PROBLEM 1 = In the forum excerpt on which-path information, rename "s-photon" as "signal photon" and reproduce the passage from "I'm very much" to "which way information.".
PROBLEM 2 =
Answer the following questions using the forum excerpt on which-path information.
(a) What must be compared in order to obtain which-path information?
(b) If the p-photon is horizontal and the s-photon is rotated right, through which slit did the s-photon pass?
(c) What does the writer expect to observe without QWPs in place?
PROBLEM 3 = Resume the forum excerpt on which-path information from the point at which it stops.

-- EXCERPTED PASSAGE start --

I'm very much a layman but this is the way I see it (apologies if this is wrong, but I'm sure someone will correct me): -
You can't get which way info simply by looking at the p-photon. You can only get which path information by comparing the polarization of the p-photon with the polarization of the s-photon.
e.g.
if p-photon is vertical and s-photon is rotated left then s-photon went through slit 1
if p-photon is vertical and s-photon is rotated right then s-photon went through slit 2
if p-photon is horizontal and s-photon is rotated right then s-photon went through slit 1
if p-photon is horizontal and s-photon is rotated left then s-photon went through slit 2

So, without QWPs in place I would expect there to be an interference pattern, as we don't have which way information.
 
  • #12
Joncon said:
You can't get which way info simply by looking at the p-photon. You can only get which path information by comparing the polarization of the p-photon with the polarization of the s-photon.
e.g.

-- EXCERPTED PASSAGE end --
-- RECORD EXCERPTS start --

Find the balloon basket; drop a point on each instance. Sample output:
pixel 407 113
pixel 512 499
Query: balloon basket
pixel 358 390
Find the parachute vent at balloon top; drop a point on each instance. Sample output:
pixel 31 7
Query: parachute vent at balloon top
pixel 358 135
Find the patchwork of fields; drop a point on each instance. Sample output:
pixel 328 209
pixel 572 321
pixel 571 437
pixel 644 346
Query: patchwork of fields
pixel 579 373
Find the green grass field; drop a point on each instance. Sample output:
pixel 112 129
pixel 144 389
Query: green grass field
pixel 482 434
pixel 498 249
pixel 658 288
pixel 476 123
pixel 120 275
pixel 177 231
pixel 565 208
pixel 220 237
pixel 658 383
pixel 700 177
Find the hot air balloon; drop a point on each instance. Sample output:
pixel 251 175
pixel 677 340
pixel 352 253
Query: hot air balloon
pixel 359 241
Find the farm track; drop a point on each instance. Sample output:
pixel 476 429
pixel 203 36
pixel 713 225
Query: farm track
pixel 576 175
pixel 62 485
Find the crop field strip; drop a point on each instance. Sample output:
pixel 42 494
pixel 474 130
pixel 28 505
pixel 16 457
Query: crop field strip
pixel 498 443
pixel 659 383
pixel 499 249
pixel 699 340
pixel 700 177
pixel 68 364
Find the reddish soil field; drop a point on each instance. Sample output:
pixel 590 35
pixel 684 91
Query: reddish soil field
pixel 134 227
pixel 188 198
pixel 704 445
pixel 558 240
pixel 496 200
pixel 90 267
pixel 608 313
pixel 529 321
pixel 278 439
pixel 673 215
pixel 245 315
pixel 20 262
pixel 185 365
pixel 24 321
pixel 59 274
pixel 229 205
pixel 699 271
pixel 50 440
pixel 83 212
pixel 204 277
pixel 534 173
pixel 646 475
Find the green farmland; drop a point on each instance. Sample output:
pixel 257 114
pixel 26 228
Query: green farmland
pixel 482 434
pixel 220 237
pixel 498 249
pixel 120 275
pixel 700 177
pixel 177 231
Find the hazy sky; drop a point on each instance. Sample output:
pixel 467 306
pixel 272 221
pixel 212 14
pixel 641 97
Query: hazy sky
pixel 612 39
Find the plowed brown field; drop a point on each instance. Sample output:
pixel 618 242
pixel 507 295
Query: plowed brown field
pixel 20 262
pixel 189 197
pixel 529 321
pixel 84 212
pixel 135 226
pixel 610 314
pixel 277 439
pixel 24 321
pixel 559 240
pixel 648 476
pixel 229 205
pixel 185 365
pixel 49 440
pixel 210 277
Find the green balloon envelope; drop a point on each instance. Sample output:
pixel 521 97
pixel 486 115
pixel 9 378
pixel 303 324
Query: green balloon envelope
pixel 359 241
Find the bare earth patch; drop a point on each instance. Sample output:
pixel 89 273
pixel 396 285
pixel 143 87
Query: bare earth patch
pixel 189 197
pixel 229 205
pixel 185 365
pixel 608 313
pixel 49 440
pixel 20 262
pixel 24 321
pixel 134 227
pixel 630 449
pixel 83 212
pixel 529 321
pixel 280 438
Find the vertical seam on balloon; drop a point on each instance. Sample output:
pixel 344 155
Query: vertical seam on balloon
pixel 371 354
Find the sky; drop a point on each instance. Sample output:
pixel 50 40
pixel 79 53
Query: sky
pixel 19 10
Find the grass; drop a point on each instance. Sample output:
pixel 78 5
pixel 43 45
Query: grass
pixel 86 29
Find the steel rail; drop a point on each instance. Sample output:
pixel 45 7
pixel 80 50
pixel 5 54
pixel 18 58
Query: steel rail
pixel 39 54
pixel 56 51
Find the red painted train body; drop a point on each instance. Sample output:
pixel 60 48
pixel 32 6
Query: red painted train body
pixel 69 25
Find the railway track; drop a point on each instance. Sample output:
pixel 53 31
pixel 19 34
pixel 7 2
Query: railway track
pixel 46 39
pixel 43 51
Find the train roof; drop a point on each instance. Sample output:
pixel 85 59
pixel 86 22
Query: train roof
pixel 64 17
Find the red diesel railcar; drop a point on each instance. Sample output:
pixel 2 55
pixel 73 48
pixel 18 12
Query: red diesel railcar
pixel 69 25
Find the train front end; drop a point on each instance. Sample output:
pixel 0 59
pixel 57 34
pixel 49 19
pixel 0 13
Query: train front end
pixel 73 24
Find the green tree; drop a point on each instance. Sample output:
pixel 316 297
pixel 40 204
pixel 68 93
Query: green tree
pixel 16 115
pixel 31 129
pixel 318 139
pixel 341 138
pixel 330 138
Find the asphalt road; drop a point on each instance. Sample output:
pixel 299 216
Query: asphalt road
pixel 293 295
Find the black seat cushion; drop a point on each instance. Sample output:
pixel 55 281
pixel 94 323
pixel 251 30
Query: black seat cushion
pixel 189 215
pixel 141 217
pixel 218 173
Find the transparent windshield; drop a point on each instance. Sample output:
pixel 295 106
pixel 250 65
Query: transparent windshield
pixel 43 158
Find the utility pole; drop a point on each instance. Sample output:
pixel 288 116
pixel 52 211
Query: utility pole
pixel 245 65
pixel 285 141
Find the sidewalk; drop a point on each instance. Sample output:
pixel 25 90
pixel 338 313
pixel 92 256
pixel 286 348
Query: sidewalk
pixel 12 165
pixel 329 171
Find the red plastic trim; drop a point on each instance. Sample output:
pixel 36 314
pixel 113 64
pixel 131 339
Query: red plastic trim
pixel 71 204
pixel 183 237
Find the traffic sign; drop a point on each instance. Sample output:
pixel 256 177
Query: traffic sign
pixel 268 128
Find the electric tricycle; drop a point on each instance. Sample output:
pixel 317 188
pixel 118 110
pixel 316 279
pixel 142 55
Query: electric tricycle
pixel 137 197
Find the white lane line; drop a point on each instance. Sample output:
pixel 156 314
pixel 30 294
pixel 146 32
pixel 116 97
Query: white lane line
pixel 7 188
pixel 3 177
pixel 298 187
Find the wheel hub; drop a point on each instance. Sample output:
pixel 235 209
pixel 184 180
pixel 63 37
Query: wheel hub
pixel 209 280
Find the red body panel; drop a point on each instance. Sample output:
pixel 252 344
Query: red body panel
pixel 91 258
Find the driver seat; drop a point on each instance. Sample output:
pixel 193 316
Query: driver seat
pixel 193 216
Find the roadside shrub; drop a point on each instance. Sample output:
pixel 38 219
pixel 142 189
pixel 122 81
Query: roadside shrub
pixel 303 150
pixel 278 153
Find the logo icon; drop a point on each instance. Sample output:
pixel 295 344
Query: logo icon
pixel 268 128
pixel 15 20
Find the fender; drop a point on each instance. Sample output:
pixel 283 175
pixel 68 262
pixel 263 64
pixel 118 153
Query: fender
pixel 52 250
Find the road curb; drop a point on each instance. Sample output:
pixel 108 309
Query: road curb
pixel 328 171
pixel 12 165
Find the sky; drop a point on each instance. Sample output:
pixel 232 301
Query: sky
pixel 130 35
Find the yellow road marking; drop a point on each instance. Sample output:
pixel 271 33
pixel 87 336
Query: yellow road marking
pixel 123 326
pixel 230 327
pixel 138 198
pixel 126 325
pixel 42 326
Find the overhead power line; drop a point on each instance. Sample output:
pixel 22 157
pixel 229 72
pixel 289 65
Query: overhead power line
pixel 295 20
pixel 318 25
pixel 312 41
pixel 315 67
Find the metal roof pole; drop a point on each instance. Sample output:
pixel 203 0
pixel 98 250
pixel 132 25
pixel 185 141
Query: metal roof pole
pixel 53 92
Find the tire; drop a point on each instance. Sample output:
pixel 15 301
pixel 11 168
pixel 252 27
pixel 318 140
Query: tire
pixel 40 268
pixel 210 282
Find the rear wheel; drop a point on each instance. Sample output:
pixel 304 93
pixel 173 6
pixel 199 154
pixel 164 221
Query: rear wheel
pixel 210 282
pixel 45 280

-- RECORD EXCERPTS end --

ANSWER 1 =
I'm very much a layman but this is the way I see it (apologies if this is wrong, but I'm sure someone will correct me): -
You can't get which way info simply by looking at the p-photon. You can only get which path information by comparing the polarization of the p-photon with the polarization of the signal photon.
e.g.
if p-photon is vertical and signal photon is rotated left then signal photon went through slit 1
if p-photon is vertical and signal photon is rotated right then signal photon went through slit 2
if p-photon is horizontal and signal photon is rotated right then signal photon went through slit 1
if p-photon is horizontal and signal photon is rotated left then signal photon went through slit 2

So, without QWPs in place I would expect there to be an interference pattern, as we don't have which way information.

ANSWER 2 =
(a) The polarization of the p-photon must be compared with the polarization of the s-photon.
(b) Slit 1.
(c) An interference pattern, because there is no which-way information.

ANSWER 3 =
if p-photon is vertical and s-photon is rotated left then s-photon went through slit 1
if p-photon is vertical and s-photon is rotated right then s-photon went through slit 2
if p-photon is horizontal and s-photon is rotated right then s-photon went through slit 1
if p-photon is horizontal and s-photon is rotated left then s-photon went through slit 2

So, without QWPs in place I would expect there to be an interference pattern, as we don't have which way information.


If the above is correct then you have answered my question. ..:-) thanks Joncon, that's what I was missing

and

this ties in with what zonde said...in the link below

https://www.physicsforums.com/showthread.php?t=503667&page=6


Does this also say/mean that (in a limited sense) for the DCQE:

a) you can go from which-way to no-which way but you cannot go from

b) no-which-way to which-way...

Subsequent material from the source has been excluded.